**WHAT TO PRODUCE:**
Copy out the entries below word for word, leaving out the pictures.
- - -
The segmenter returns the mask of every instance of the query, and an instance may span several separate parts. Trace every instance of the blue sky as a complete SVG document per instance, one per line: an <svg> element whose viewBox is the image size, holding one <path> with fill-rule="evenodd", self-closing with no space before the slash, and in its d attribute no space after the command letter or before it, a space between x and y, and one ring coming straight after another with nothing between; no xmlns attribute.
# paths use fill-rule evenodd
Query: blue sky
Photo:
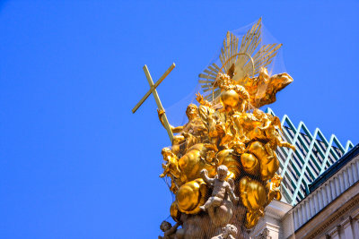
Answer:
<svg viewBox="0 0 359 239"><path fill-rule="evenodd" d="M155 81L176 63L158 88L176 105L225 32L260 16L294 80L273 110L358 143L357 13L357 1L2 1L0 238L156 238L169 140L152 96L131 113L149 89L142 67Z"/></svg>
- - -
**ANSWER TO THE PROBLEM:**
The segmenter returns the mask of every instance of the query, and an instance may span several separate parts. Trace every instance of the blue sky as a complete SVG document per instance, one per line: an <svg> element whose viewBox is the image size, holding one <path> with fill-rule="evenodd", self-closing with no space before the slash, and in its d attribute no space after the command letter or before it, a space between x and y, and one ring coming straight after another with nothing between; no xmlns attribute.
# paths use fill-rule evenodd
Query: blue sky
Photo:
Answer:
<svg viewBox="0 0 359 239"><path fill-rule="evenodd" d="M155 81L176 63L158 88L176 105L225 32L260 16L294 80L273 110L358 143L357 13L357 1L2 1L0 238L156 238L169 140L152 96L131 113L149 89L142 67Z"/></svg>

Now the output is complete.